- **AUFGABE 1**: Gib aus dem Text über die Wienwoche den Abschnitt von „Wir haben auch viel“ bis „ganz speziellen Festival.“ unverändert aus.
- **AUFGABE 2**: In welcher Straße sollte laut dem Text über die Wienwoche im ersten Jahr ein Festivalzentrum entstehen?

- **DOKUMENTTEXT**:

Wir haben auch die Erfahrung gemacht, dass es nicht einfach ist, mit Leerstand-Locations zu arbeiten. Im ersten Jahr wollten wir ein Festivalzentrum an einem fantastischen Ort in der Auerspergstraße einrichten, das hat dann letztlich nicht funktioniert. Das Wiener Veranstaltungsgesetz ist wirklich sehr streng, es gibt wenig Freiheiten, die Dinge so zu lösen, wie wir es von unserer Arbeit in Ex-Jugoslawien gewöhnt waren.
Wir haben auch viel über Öffentlichkeitsarbeit und über das Schaffen von Öffentlichkeit für das Festival erfahren: Wir haben gelernt, bottom-up zu arbeiten und für jedes einzelne Projekt gemeinsam eine Öffentlichkeit zu finden und aufzubauen. Das schafft eine großartige Vielfalt von Öffentlichkeiten. Bei den Veranstaltungen der Wienwoche sieht man Leute, die man nicht im Museumsquartier treffen würde, und das macht die Wienwoche zu einem ganz speziellen Festival.
„Kuratieren“ als Auswahlprozess nach einem Open call ist ein zwiespältiger und komplexer Vorgang. Was sind eure Strategien, um ein Gleichgewicht zwischen dem Partizipatorischen und dem Kuratorischen zu bewahren, zwischen künstlerischer Professionalität und dem Anspruch, unterschiedliche Communities zu involvieren und auch im weitesten Sinne aktivistische Projekte zu ermöglichen?

- **ENTNOMMENES MATERIAL**:
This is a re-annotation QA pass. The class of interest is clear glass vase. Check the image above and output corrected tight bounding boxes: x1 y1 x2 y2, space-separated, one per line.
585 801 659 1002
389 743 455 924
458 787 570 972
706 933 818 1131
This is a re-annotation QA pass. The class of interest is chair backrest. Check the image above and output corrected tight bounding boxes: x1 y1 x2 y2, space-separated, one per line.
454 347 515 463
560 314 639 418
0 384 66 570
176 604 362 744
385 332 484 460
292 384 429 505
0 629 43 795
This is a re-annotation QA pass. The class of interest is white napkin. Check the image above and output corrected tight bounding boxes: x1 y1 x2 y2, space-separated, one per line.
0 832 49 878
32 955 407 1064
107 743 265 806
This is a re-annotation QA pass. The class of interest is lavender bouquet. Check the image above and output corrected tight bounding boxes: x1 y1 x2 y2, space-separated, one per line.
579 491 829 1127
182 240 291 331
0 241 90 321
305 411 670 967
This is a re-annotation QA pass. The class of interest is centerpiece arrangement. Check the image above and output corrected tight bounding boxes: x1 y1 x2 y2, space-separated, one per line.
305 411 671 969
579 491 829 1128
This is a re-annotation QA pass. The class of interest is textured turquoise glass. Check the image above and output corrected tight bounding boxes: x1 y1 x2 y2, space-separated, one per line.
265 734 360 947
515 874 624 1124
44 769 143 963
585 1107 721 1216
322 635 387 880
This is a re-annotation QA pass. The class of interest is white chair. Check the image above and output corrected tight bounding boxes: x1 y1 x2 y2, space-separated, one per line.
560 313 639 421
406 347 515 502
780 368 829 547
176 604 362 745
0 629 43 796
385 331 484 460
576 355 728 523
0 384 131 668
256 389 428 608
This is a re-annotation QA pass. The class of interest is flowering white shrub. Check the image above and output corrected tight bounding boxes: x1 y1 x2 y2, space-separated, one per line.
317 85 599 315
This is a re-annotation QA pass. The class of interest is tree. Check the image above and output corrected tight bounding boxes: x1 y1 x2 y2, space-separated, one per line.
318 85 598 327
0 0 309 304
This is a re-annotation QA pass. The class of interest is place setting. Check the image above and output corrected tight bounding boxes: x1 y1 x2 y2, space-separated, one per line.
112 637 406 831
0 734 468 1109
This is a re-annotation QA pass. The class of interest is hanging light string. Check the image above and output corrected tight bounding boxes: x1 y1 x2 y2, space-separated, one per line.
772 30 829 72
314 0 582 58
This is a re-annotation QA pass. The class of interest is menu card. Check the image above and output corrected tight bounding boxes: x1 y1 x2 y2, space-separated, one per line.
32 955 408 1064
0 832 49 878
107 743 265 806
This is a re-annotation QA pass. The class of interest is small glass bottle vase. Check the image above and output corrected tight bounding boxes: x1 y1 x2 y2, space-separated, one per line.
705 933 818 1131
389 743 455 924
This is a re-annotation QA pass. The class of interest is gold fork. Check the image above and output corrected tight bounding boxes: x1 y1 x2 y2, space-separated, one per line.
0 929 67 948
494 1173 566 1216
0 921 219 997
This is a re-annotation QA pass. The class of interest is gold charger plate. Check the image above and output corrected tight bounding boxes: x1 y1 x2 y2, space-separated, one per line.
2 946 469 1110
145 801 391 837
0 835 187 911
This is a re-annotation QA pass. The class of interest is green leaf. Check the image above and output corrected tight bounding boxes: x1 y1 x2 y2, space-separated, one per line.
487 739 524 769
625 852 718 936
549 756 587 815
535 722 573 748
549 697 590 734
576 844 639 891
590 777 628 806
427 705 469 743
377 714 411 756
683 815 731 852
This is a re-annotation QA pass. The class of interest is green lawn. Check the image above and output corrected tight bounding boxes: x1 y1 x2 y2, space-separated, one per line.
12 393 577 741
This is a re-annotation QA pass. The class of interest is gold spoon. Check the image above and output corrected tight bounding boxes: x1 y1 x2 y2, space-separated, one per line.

- **ANTWORT 1**:
Wir haben auch viel über Öffentlichkeitsarbeit und über das Schaffen von Öffentlichkeit für das Festival erfahren: Wir haben gelernt, bottom-up zu arbeiten und für jedes einzelne Projekt gemeinsam eine Öffentlichkeit zu finden und aufzubauen. Das schafft eine großartige Vielfalt von Öffentlichkeiten. Bei den Veranstaltungen der Wienwoche sieht man Leute, die man nicht im Museumsquartier treffen würde, und das macht die Wienwoche zu einem ganz speziellen Festival.

- **ANTWORT 2**: In der Auerspergstraße.